◆ 任务要求 a
请从下方关于 hive on spark 超时报错的文本中返回从“由于hive程序的是通过ya”到“1 more time(s).”的那一段，一字不改。

◆ 所给文本
美文网首页
hive on spark Timed out waiting

hive on spark Timed out waiting

作者: Rex_2013 | 来源:发表于2020-08-20 09:23 被阅读0次

    在beeline中使用hive on spark ,报错

    ERROR : FAILED: Execution Error, return code 1 from org.apache.hadoop.hive.ql.exec.spark.SparkTask. java.util.concurrent.ExecutionException: java.util.concurrent.TimeoutException: Timed out waiting for client connection.
    INFO  : Completed executing command(queryId=root_20200819100850_49d1303d-4b6a-4ef2-968b-419f5a9dd036); Time taken: 90.058 seconds
    INFO  : Concurrency mode is disabled, not creating a lock manager
    Error: Error while processing statement: FAILED: Execution Error, return code 1 from org.apache.hadoop.hive.ql.exec.spark.SparkTask. java.util.concurrent.ExecutionException: java.util.concurrent.TimeoutException: Timed out waiting for client connection. (state=08S01,code=1)
    

    由于hive程序的是通过yarn 去跑spark的,到Hadoop目录下查看resourcemanager日志

    [root@node09 logs]# tail -f  hadoop-root-resourcemanager-node09.log
    
    2020-08-19 10:41:22,695 INFO org.apache.hadoop.yarn.client.api.impl.TimelineConnector: Exception caught by TimelineClientConnectionRetry, will try 1 more time(s).

◆ 任务要求 b
在下方清单中选出所有含有字符串“railing”的行，并原样抄录这些行。

◆ 记录摘录
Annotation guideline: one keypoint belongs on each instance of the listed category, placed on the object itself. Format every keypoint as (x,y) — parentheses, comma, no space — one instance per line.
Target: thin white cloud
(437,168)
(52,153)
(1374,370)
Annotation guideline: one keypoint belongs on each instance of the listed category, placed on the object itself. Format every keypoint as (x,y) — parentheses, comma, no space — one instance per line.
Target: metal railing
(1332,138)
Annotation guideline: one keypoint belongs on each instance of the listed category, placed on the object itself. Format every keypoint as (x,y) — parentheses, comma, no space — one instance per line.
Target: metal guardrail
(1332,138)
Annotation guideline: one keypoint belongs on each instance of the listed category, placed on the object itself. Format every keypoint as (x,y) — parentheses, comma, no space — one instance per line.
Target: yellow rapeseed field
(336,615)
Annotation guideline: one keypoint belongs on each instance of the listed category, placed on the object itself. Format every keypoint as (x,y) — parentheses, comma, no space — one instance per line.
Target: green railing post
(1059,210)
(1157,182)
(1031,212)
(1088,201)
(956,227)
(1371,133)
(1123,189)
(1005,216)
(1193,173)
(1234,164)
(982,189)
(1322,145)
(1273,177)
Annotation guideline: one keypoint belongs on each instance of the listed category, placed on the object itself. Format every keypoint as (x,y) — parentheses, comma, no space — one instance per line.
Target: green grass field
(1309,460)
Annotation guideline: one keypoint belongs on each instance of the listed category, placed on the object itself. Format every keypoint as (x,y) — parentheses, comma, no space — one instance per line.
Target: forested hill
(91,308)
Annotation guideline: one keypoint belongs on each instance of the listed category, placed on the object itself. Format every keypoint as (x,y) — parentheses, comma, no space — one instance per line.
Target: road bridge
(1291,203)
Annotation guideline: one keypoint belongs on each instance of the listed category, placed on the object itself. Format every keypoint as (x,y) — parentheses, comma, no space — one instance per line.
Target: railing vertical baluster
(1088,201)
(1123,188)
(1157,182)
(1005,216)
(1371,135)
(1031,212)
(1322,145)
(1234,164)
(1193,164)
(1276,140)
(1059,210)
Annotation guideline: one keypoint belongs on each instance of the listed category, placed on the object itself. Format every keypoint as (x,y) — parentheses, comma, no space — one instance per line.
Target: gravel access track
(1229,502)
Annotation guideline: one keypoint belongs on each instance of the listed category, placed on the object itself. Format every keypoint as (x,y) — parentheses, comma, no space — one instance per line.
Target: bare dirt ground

◆ 任务输出 a
由于hive程序的是通过yarn 去跑spark的,到Hadoop目录下查看resourcemanager日志

    [root@node09 logs]# tail -f  hadoop-root-resourcemanager-node09.log
    
    2020-08-19 10:41:22,695 INFO org.apache.hadoop.yarn.client.api.impl.TimelineConnector: Exception caught by TimelineClientConnectionRetry, will try 1 more time(s).

◆ 任务输出 b
Target: metal railing
Target: green railing post
Target: railing vertical baluster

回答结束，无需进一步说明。